REQUIRED TASK » Print the whole listing exactly.
◆ ◆ ◆ ◆
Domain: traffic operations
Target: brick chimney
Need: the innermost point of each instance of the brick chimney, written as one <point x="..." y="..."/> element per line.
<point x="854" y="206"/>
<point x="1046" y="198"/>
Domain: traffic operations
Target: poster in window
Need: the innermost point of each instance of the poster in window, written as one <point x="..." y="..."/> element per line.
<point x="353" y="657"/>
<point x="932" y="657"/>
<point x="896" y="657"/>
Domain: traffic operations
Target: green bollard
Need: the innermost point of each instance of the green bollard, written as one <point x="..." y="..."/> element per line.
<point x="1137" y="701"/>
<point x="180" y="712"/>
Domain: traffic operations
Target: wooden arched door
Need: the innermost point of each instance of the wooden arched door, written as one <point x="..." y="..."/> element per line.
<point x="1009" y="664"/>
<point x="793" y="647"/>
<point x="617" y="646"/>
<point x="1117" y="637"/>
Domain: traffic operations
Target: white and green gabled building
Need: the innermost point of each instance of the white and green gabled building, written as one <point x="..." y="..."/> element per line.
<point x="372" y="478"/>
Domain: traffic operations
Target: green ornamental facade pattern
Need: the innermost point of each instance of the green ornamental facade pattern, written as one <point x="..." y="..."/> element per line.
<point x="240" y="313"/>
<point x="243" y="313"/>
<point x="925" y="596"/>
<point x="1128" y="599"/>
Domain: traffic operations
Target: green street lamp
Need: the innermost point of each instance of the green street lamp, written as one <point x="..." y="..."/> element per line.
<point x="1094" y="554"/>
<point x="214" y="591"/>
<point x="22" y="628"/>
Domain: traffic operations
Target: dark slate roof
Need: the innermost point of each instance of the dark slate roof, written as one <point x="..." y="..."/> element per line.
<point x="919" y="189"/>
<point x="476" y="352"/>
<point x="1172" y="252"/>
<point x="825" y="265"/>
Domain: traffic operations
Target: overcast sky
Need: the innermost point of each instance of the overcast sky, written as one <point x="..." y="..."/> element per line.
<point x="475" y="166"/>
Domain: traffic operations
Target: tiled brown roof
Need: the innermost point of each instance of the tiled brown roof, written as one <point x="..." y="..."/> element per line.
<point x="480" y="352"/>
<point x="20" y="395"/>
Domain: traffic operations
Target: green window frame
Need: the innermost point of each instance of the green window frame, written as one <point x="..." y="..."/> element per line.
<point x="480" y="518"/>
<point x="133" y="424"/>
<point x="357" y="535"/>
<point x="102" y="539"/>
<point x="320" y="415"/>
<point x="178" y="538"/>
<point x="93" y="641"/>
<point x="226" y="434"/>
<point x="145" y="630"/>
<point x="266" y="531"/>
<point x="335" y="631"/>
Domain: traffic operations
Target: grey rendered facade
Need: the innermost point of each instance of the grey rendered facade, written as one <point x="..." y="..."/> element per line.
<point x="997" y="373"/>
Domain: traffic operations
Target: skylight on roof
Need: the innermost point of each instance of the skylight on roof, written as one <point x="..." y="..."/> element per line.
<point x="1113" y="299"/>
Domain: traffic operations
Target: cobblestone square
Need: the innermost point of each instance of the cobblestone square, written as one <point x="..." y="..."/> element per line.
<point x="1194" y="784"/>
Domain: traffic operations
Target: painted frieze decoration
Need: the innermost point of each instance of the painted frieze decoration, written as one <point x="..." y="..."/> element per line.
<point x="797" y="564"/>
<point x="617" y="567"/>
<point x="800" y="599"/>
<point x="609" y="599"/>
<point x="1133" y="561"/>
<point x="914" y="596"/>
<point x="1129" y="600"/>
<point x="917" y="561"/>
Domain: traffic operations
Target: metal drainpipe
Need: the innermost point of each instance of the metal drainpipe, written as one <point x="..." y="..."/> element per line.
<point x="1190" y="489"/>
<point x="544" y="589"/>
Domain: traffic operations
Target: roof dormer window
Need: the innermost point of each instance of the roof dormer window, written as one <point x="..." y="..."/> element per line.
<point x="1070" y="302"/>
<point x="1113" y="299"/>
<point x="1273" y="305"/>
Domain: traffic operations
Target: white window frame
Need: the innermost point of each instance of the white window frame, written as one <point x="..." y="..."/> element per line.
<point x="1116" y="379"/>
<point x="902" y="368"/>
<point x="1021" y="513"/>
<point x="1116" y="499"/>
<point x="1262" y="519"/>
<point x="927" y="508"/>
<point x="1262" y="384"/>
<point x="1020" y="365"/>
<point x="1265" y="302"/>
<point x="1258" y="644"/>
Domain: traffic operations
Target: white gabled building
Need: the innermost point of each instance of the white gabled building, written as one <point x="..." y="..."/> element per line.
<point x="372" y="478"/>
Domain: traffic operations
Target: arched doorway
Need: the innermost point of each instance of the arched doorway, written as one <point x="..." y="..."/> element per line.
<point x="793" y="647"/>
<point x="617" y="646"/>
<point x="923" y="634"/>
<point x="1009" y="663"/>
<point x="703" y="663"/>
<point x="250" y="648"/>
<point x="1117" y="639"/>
◆ ◆ ◆ ◆
EXERCISE RESULT »
Domain: traffic operations
Target: brick chimney
Need: the innermost point of each instance of the brick chimney, written as one <point x="..." y="..."/> element per line.
<point x="854" y="206"/>
<point x="1046" y="198"/>
Domain: traffic operations
Target: poster in window
Need: the innermost point of each instance of the poster in window, written as one <point x="..." y="..."/> element per line.
<point x="353" y="657"/>
<point x="932" y="657"/>
<point x="896" y="657"/>
Domain: traffic operations
Target: green bollard
Need: the innermost point of each instance of the green bollard, written as one <point x="..." y="..."/> element per line.
<point x="1137" y="701"/>
<point x="180" y="712"/>
Domain: traffic operations
Target: wooden arched door
Need: the innermost point of each instance of the wooden arched door, written as one <point x="..." y="..."/> element per line.
<point x="1009" y="664"/>
<point x="793" y="647"/>
<point x="617" y="646"/>
<point x="1117" y="637"/>
Domain: traffic operations
Target: white and green gabled building
Need: the innermost point of each instance of the white and green gabled building, written as one <point x="..." y="..."/> element per line.
<point x="372" y="478"/>
Domain: traffic operations
Target: green ornamental facade pattern
Need: the innermost point of each instance of the green ornamental facade pattern, written as one <point x="..." y="..."/> element per line.
<point x="240" y="313"/>
<point x="243" y="313"/>
<point x="925" y="596"/>
<point x="1128" y="599"/>
Domain: traffic operations
Target: green street lamp
Need: the innermost point of each instance of the green street lamp, written as one <point x="..." y="..."/> element per line.
<point x="1094" y="554"/>
<point x="214" y="591"/>
<point x="22" y="628"/>
Domain: traffic operations
Target: dark slate roof
Need: the innermost point of each instance of the dark slate roof, written as one <point x="..." y="..."/> element per line.
<point x="919" y="189"/>
<point x="476" y="352"/>
<point x="1172" y="252"/>
<point x="825" y="265"/>
Domain: traffic operations
Target: overcast sky
Need: the innermost point of each instance of the overcast sky, written as one <point x="..." y="..."/> element per line.
<point x="475" y="166"/>
Domain: traffic operations
Target: tiled brown roof
Need: the innermost point of each instance of the tiled brown roof, written as one <point x="..." y="..."/> element per line.
<point x="480" y="352"/>
<point x="20" y="395"/>
Domain: traffic operations
Target: green window frame
Need: the innermost point of each instance of the green window frame, written as one <point x="..." y="..."/> element per line.
<point x="480" y="518"/>
<point x="133" y="424"/>
<point x="357" y="535"/>
<point x="102" y="539"/>
<point x="320" y="415"/>
<point x="178" y="538"/>
<point x="93" y="641"/>
<point x="226" y="434"/>
<point x="145" y="630"/>
<point x="266" y="531"/>
<point x="335" y="631"/>
Domain: traffic operations
Target: grey rendered facade
Need: the innermost point of each instance of the grey rendered facade, written as one <point x="..." y="..."/> element per line.
<point x="997" y="373"/>
Domain: traffic operations
Target: skylight on roof
Need: the innermost point of each instance of the skylight on roof, written as one <point x="..." y="..."/> element per line.
<point x="1113" y="299"/>
Domain: traffic operations
Target: cobblestone square
Need: the innermost point of each instance of the cobblestone square, written as one <point x="..." y="..."/> element per line.
<point x="1194" y="784"/>
Domain: traffic operations
Target: painted frieze decoration
Need: the innermost point of each instance of the painted frieze decoration, written as one <point x="..." y="..."/> element per line.
<point x="797" y="564"/>
<point x="617" y="567"/>
<point x="800" y="599"/>
<point x="609" y="599"/>
<point x="1133" y="561"/>
<point x="914" y="596"/>
<point x="1129" y="600"/>
<point x="917" y="561"/>
Domain: traffic operations
Target: metal drainpipe
Need: the innermost point of each instance of the metal drainpipe, written as one <point x="..." y="..."/> element per line.
<point x="1190" y="489"/>
<point x="544" y="589"/>
Domain: traffic operations
Target: roof dormer window
Need: the innermost point of each instance of the roof dormer window, written as one <point x="..." y="..."/> element per line.
<point x="1070" y="302"/>
<point x="1113" y="299"/>
<point x="1273" y="305"/>
Domain: traffic operations
Target: white window frame
Need: the innermost point of each instance of the white window frame, written as one <point x="..." y="..."/> element per line.
<point x="1116" y="379"/>
<point x="902" y="368"/>
<point x="1021" y="513"/>
<point x="1116" y="499"/>
<point x="1262" y="519"/>
<point x="927" y="508"/>
<point x="1262" y="384"/>
<point x="1020" y="365"/>
<point x="1265" y="302"/>
<point x="1258" y="644"/>
Domain: traffic operations
Target: white gabled building
Need: the innermost point of each instance of the white gabled building, written as one <point x="..." y="..."/> element per line.
<point x="372" y="478"/>
Domain: traffic operations
Target: arched doorway
Need: the innermost point of each instance of the arched doorway, written as one <point x="..." y="..."/> element per line.
<point x="793" y="647"/>
<point x="617" y="646"/>
<point x="923" y="634"/>
<point x="1009" y="663"/>
<point x="703" y="663"/>
<point x="250" y="648"/>
<point x="1117" y="639"/>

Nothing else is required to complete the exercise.